# [LISTED ENTRIES]
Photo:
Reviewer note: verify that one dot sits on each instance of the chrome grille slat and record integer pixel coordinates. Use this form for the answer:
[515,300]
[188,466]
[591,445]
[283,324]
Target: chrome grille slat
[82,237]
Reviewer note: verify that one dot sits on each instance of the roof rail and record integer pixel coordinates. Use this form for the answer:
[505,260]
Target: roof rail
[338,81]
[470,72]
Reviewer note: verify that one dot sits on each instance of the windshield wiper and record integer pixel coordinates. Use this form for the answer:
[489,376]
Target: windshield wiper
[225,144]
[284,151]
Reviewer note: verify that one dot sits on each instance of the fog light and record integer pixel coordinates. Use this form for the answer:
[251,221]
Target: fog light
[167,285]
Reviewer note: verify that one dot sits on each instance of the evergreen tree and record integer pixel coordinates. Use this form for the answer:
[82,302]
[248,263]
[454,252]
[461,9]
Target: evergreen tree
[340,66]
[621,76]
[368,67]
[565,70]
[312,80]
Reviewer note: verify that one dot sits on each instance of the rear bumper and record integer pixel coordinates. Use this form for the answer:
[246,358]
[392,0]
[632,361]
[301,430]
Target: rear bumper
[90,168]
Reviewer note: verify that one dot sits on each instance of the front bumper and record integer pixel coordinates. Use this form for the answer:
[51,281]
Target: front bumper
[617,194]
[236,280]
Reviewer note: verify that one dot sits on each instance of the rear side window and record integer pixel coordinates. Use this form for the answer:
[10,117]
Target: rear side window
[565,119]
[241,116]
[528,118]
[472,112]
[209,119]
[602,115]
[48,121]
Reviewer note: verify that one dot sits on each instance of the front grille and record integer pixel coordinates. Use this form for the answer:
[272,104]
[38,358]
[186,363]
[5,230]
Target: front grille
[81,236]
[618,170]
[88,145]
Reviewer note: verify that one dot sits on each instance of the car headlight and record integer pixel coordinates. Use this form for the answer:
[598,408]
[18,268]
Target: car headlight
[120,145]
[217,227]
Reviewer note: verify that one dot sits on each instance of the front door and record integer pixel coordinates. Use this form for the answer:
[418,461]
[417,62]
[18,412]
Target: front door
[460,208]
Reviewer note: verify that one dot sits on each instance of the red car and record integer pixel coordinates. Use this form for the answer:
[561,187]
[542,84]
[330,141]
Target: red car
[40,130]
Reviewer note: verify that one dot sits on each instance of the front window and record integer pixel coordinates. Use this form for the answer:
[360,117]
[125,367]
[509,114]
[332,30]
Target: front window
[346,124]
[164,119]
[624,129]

# [BRIEF]
Extract the lines above from the one containing "the front bumper" to the last line, both included, exactly as written.

# [EXERCISE OUTPUT]
Reviewer note: verify that one dot sits on each instance of the front bumper and record integer pixel coordinates. Use this form for the answer:
[51,281]
Target: front bumper
[617,194]
[236,280]
Reviewer note: verify that one dot sits on each instance of the rear side window and record integer pixel coordinates. Use this form for the answer:
[10,117]
Target: rear side window
[565,119]
[241,116]
[528,118]
[472,112]
[209,119]
[602,115]
[48,121]
Reviewer note: verify that one dot sits on each instance of the front grille and record integer pixel coordinates. Use this form for the answer:
[272,104]
[38,358]
[186,363]
[5,230]
Target: front grille
[81,236]
[618,170]
[88,145]
Reviewer note: verify that one dot sits on each instance of the car headlight and record integer pixel coordinates. Use this form for the answer:
[598,408]
[18,268]
Target: car headlight
[120,145]
[217,227]
Reviewer note: verify that one dot sits on each instance of the front door and record integer pixel coordinates. Use this form for the answer:
[418,461]
[417,62]
[18,412]
Target: front door
[460,208]
Reviewer note: verify that one dot sits on each instance of the red car and record integer pixel coordinates. Use this form for the answer:
[561,187]
[542,84]
[330,141]
Target: red car
[40,130]
Reviewer note: verify that one dot sits on each instance of the front window and record integer pixel coordinates. Use this form for the answer:
[360,117]
[125,367]
[509,114]
[332,30]
Target: front window
[346,124]
[164,119]
[624,129]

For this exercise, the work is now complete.